━━━ Dataset excerpts ━━━

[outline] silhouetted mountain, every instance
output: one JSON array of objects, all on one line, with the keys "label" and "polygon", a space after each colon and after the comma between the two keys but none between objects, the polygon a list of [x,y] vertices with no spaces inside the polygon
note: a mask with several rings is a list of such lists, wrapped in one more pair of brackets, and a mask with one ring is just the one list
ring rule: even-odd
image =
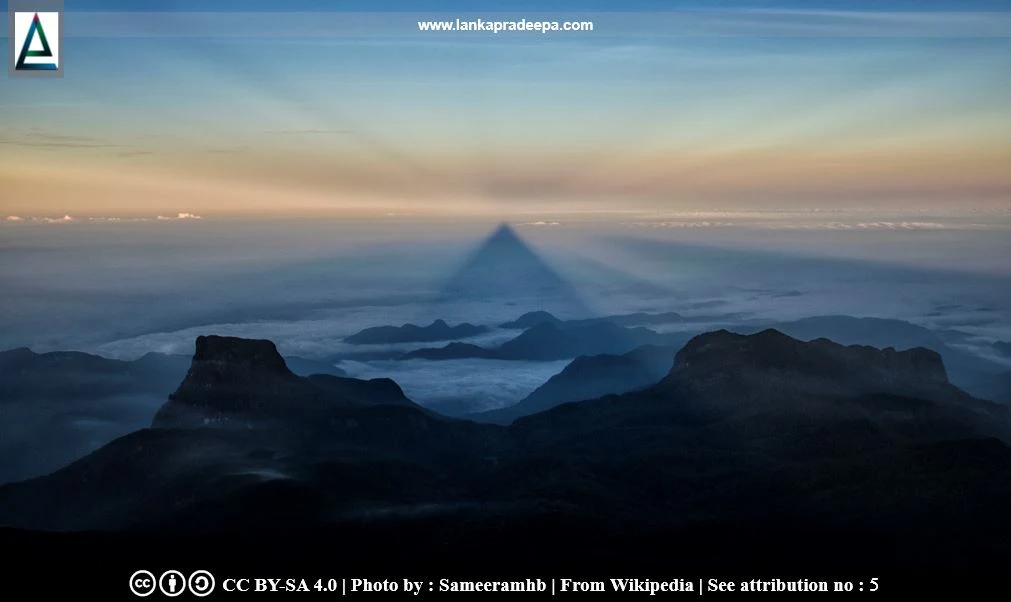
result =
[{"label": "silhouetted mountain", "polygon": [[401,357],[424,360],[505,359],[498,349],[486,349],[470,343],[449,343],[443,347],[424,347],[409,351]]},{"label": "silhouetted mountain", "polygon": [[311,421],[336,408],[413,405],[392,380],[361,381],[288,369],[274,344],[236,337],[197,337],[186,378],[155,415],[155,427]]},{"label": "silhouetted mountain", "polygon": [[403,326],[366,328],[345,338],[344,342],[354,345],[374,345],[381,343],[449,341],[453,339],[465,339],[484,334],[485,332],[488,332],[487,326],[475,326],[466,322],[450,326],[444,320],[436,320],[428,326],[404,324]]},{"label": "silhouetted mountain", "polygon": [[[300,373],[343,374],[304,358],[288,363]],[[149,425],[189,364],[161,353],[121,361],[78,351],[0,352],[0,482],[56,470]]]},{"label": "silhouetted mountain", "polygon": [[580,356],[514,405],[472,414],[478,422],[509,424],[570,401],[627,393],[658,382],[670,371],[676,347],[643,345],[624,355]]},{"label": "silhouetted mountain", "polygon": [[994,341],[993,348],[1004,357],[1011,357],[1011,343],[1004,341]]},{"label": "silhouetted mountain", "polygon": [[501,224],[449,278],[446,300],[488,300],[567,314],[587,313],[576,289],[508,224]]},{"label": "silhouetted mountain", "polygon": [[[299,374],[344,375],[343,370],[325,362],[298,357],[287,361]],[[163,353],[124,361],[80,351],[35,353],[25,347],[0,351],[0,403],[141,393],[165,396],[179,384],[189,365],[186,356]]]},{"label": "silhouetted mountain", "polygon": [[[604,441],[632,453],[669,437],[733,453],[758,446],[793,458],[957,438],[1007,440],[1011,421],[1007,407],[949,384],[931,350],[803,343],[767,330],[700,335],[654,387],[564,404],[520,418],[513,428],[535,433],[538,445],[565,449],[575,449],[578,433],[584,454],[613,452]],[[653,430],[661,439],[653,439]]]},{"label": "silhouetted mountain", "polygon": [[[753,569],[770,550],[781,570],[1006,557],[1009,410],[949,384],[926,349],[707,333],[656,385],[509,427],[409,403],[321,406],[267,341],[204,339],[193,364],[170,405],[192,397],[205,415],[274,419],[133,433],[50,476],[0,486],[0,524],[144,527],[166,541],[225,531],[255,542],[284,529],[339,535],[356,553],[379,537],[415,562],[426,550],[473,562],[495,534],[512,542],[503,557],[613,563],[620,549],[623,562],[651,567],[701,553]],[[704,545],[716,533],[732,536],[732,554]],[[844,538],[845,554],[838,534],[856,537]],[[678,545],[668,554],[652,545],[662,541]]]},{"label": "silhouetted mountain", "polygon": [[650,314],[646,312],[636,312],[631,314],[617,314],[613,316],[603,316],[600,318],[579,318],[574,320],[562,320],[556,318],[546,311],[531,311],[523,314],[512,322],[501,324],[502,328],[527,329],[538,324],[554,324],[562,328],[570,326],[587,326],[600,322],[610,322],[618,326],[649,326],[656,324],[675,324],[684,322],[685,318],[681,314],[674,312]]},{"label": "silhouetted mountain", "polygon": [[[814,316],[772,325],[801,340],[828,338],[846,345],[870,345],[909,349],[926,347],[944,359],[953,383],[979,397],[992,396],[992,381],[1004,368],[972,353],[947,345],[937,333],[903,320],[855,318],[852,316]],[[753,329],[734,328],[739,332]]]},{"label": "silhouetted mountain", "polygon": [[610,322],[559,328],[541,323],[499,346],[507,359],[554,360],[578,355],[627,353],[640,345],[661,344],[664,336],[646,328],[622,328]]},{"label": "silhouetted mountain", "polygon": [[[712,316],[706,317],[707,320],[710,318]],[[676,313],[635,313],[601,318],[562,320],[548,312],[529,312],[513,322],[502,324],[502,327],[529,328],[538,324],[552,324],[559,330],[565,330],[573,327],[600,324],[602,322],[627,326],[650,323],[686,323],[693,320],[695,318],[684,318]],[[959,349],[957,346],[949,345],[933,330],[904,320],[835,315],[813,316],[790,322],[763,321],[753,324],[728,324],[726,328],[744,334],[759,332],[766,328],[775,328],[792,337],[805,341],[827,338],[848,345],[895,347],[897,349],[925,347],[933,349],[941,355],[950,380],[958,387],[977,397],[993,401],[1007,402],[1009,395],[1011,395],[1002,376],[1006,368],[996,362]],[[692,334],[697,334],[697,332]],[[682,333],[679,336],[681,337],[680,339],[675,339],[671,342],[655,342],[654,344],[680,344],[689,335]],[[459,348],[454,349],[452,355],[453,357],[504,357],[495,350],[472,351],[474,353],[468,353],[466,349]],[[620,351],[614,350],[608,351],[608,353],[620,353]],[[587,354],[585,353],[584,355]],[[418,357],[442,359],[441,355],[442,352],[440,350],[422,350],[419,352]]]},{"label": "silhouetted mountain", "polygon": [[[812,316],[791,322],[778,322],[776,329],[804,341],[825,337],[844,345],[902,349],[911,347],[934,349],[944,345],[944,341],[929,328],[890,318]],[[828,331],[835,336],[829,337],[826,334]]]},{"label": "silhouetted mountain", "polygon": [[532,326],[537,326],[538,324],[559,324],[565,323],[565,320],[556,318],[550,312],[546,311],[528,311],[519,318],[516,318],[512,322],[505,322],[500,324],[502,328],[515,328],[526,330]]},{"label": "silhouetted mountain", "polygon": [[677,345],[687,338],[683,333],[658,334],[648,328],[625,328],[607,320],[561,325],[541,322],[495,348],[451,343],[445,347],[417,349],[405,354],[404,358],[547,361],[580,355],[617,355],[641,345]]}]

━━━

Return every entry above exactly as written, minus the pictures.

Solution for this exercise |
[outline] silhouetted mountain, every instance
output: one JSON array of objects, all on one line, with the keys "label" and "polygon", a space after each colon and after the comma between the two keys but none between objects, the polygon a list of [x,y] vertices with no spaces inside the polygon
note: a mask with several rings is a list of such lists, wrapped in one more pair of brackets, and a mask with one ring is just the one list
ring rule: even-odd
image =
result =
[{"label": "silhouetted mountain", "polygon": [[401,357],[424,360],[505,359],[498,349],[486,349],[470,343],[449,343],[443,347],[424,347],[409,351]]},{"label": "silhouetted mountain", "polygon": [[311,421],[336,408],[413,405],[392,380],[361,381],[288,369],[274,344],[236,337],[197,337],[186,378],[155,415],[155,427]]},{"label": "silhouetted mountain", "polygon": [[403,326],[366,328],[345,338],[344,342],[354,345],[374,345],[381,343],[449,341],[453,339],[465,339],[484,334],[485,332],[488,332],[487,326],[475,326],[466,322],[450,326],[444,320],[436,320],[428,326],[404,324]]},{"label": "silhouetted mountain", "polygon": [[[300,373],[343,374],[304,358],[288,363]],[[149,425],[189,364],[161,353],[121,361],[78,351],[0,352],[0,482],[56,470]]]},{"label": "silhouetted mountain", "polygon": [[580,356],[514,405],[472,414],[478,422],[509,424],[570,401],[627,393],[658,382],[670,371],[676,347],[643,345],[624,355]]},{"label": "silhouetted mountain", "polygon": [[994,341],[993,348],[1004,357],[1011,357],[1011,343],[1004,341]]},{"label": "silhouetted mountain", "polygon": [[501,224],[449,278],[446,300],[488,300],[567,314],[587,313],[576,289],[508,224]]},{"label": "silhouetted mountain", "polygon": [[[299,374],[344,375],[343,370],[325,362],[298,357],[287,361]],[[163,353],[124,361],[80,351],[35,353],[25,347],[0,351],[0,403],[141,393],[165,396],[179,384],[189,365],[186,356]]]},{"label": "silhouetted mountain", "polygon": [[[604,441],[632,453],[669,437],[733,453],[758,446],[793,458],[957,438],[1007,440],[1011,421],[1007,407],[949,384],[931,350],[803,343],[767,330],[700,335],[654,387],[564,404],[520,418],[513,428],[535,433],[538,445],[565,449],[575,449],[578,433],[584,454],[613,452]],[[653,430],[661,439],[653,439]]]},{"label": "silhouetted mountain", "polygon": [[[753,569],[770,550],[781,570],[1006,557],[1009,410],[949,384],[926,349],[707,333],[656,385],[509,427],[409,403],[321,406],[267,341],[204,339],[193,364],[170,405],[192,397],[205,415],[274,419],[133,433],[50,476],[0,486],[0,524],[144,527],[166,541],[225,531],[255,542],[284,529],[339,535],[356,553],[379,537],[415,562],[426,550],[473,562],[495,534],[512,542],[503,557],[613,563],[620,549],[623,562],[651,567],[701,553]],[[704,545],[716,533],[732,536],[732,554]],[[844,538],[845,554],[838,534],[856,537]],[[678,545],[668,554],[652,545],[662,541]]]},{"label": "silhouetted mountain", "polygon": [[650,314],[646,312],[636,312],[631,314],[617,314],[613,316],[603,316],[600,318],[579,318],[574,320],[562,320],[556,318],[546,311],[531,311],[523,314],[512,322],[501,324],[502,328],[527,329],[538,324],[554,324],[562,328],[570,326],[587,326],[600,322],[610,322],[618,326],[649,326],[656,324],[675,324],[684,322],[685,318],[681,314],[674,312]]},{"label": "silhouetted mountain", "polygon": [[[814,316],[772,325],[801,340],[828,338],[846,345],[870,345],[909,349],[926,347],[944,359],[953,383],[979,397],[992,396],[992,381],[1004,368],[972,353],[947,345],[937,333],[903,320],[855,318],[852,316]],[[753,329],[734,328],[739,332]]]},{"label": "silhouetted mountain", "polygon": [[610,322],[559,328],[541,323],[499,346],[507,359],[554,360],[578,355],[627,353],[640,345],[661,344],[664,336],[646,328],[622,328]]},{"label": "silhouetted mountain", "polygon": [[[712,316],[706,317],[707,320],[710,318]],[[676,313],[635,313],[601,318],[562,320],[548,312],[529,312],[513,322],[502,324],[502,327],[529,328],[538,324],[552,324],[559,330],[565,330],[573,327],[600,324],[602,322],[627,326],[650,323],[686,323],[693,320],[695,318],[684,318]],[[959,349],[957,346],[949,345],[933,330],[904,320],[835,315],[813,316],[790,322],[763,321],[753,324],[728,324],[726,328],[744,334],[759,332],[766,328],[775,328],[792,337],[805,341],[827,338],[848,345],[895,347],[897,349],[925,347],[933,349],[941,355],[950,380],[958,387],[977,397],[993,401],[1007,402],[1009,395],[1011,395],[1002,376],[1006,368],[996,362]],[[692,334],[697,334],[697,332]],[[682,333],[679,336],[681,337],[680,339],[675,339],[671,342],[655,342],[654,344],[680,344],[689,335]],[[459,348],[454,349],[452,355],[453,357],[504,357],[495,350],[472,351],[474,353],[468,353],[466,349]],[[620,351],[614,350],[608,351],[608,353],[620,353]],[[587,354],[585,353],[584,355]],[[418,357],[442,359],[441,355],[442,352],[440,350],[422,350],[419,352]]]},{"label": "silhouetted mountain", "polygon": [[[812,316],[791,322],[778,322],[776,329],[804,341],[825,337],[844,345],[902,349],[911,347],[934,349],[944,345],[944,341],[929,328],[890,318]],[[828,331],[835,336],[829,337],[826,334]]]},{"label": "silhouetted mountain", "polygon": [[532,326],[537,326],[538,324],[559,324],[565,323],[565,320],[556,318],[550,312],[546,311],[528,311],[519,318],[516,318],[512,322],[505,322],[500,324],[502,328],[515,328],[526,330]]},{"label": "silhouetted mountain", "polygon": [[677,345],[687,338],[683,333],[658,334],[648,328],[625,328],[607,320],[561,325],[541,322],[495,348],[451,343],[445,347],[417,349],[405,354],[404,358],[547,361],[580,355],[617,355],[641,345]]}]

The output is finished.